Starting at the line containing "of the sneaker" and continuing through the end of the rows, write those lines out again with every "sneaker" changed to "running shoe" and nothing else altered.

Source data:
____
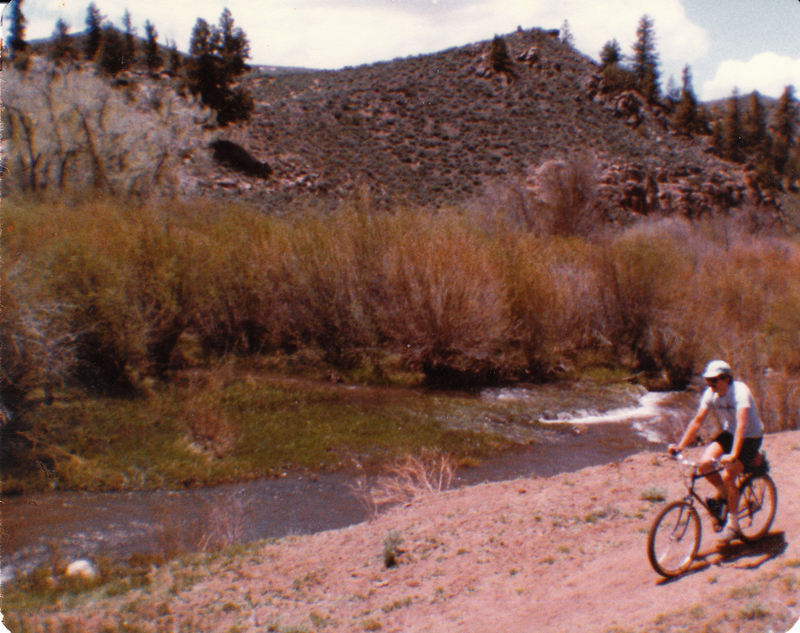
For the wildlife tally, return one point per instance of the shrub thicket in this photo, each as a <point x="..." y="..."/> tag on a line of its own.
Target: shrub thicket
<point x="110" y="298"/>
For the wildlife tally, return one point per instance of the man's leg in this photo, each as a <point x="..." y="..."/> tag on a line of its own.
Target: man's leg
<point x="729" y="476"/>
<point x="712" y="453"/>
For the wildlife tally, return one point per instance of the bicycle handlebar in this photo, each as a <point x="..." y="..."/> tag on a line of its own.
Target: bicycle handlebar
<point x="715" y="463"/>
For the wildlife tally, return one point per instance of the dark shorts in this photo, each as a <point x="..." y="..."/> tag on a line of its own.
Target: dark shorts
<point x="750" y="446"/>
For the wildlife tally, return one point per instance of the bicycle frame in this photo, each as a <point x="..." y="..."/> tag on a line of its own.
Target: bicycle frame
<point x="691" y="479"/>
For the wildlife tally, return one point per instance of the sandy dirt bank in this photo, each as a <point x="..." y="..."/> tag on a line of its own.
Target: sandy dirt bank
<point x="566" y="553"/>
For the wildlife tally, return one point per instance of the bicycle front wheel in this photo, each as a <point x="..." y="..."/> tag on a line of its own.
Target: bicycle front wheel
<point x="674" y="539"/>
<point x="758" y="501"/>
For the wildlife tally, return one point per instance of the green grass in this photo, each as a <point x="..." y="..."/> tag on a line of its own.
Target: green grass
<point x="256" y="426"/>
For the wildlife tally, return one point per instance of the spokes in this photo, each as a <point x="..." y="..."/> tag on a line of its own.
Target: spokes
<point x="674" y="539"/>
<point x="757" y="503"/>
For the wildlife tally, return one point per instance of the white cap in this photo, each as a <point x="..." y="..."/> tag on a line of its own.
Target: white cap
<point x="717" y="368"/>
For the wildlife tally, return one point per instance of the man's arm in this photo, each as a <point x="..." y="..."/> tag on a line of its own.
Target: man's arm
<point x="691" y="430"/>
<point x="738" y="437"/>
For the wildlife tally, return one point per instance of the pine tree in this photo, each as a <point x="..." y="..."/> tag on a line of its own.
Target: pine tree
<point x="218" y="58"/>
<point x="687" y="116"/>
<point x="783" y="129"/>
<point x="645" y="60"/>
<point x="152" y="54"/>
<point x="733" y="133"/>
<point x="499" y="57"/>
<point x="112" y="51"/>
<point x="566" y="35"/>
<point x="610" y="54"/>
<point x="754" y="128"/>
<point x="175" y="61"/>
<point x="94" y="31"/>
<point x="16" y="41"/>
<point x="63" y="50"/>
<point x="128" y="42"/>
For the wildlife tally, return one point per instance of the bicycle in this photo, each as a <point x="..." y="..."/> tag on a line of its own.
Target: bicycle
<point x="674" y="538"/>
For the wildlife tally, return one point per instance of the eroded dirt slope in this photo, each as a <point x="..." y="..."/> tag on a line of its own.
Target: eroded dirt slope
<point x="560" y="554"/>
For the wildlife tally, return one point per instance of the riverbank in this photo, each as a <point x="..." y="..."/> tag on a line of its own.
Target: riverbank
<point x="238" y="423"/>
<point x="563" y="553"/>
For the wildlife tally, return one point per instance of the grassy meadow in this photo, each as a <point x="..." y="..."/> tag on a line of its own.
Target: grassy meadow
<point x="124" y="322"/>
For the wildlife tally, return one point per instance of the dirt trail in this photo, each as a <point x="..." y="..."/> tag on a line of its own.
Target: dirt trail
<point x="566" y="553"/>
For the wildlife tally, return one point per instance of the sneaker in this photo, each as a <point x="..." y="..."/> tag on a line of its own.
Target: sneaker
____
> **Answer for the task**:
For the wildlife tally, return one point per instance of the running shoe in this photo, each as a <point x="..." y="..."/> tag on a line of its own.
Target: running shoe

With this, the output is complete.